┌─ DATA TO PROCESS

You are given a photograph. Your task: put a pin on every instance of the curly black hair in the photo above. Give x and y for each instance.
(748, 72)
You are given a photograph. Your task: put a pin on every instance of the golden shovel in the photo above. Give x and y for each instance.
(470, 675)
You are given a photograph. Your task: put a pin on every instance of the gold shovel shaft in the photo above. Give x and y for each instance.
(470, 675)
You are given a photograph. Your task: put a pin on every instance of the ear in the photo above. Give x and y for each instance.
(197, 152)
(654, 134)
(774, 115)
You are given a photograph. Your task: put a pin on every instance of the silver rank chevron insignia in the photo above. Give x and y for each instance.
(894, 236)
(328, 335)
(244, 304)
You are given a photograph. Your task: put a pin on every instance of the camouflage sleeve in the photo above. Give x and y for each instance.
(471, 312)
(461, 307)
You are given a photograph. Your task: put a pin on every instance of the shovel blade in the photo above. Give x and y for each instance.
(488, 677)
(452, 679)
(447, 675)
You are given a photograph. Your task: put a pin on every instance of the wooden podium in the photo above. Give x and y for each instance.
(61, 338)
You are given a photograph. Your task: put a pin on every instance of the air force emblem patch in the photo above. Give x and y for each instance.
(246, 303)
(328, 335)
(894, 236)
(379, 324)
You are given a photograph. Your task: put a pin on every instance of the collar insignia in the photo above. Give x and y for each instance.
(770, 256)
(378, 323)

└─

*DIRECTIONS:*
Rewrite all the source records above with "put a pin on" replaced by "place a point on", keeping everything else the same.

*RESULT:*
You are given a photograph. Your task: place a point on every instance of the curly black hair in the photo above. Give x and y for each instance.
(748, 72)
You are given a photograph. Your task: place a point on every instance of the golden shovel in the photo above. Give x and y for each instance.
(470, 675)
You are given a photograph. Your task: place a point on every instance of the gold shovel shaft in the photo above. Give x and y for each instance.
(470, 675)
You are given a photograph. Your task: place a point on every instance of the ear in the photo above. Give x and y for each instance.
(197, 152)
(654, 134)
(774, 115)
You are given a photograph. Your task: place a point on every instance of the silver rank chevron insignia in the photo above. Give x and y for each instance.
(894, 236)
(328, 335)
(244, 304)
You are given a photograph. Your task: place a point on every instance of the camouflage sleeve in the photo above. Give x and y for each instance.
(471, 312)
(461, 307)
You are given a photograph. Your task: place a point on every instance of the shovel blade in the photo above. Give x and y for each instance.
(488, 677)
(452, 679)
(447, 675)
You are given a photograph. Your task: place a point on every instance of the wooden podium in the photo above. Give x and y for each instance.
(61, 338)
You are given a photograph. Your task: place a point on every instance of the air force emblem patch in the photo above. Give x and y for each instance.
(246, 303)
(328, 335)
(894, 236)
(379, 324)
You are given a photograph. Your task: place a point on every instance of the collar insignia in the photo above. Give x and y for each instance.
(770, 256)
(378, 323)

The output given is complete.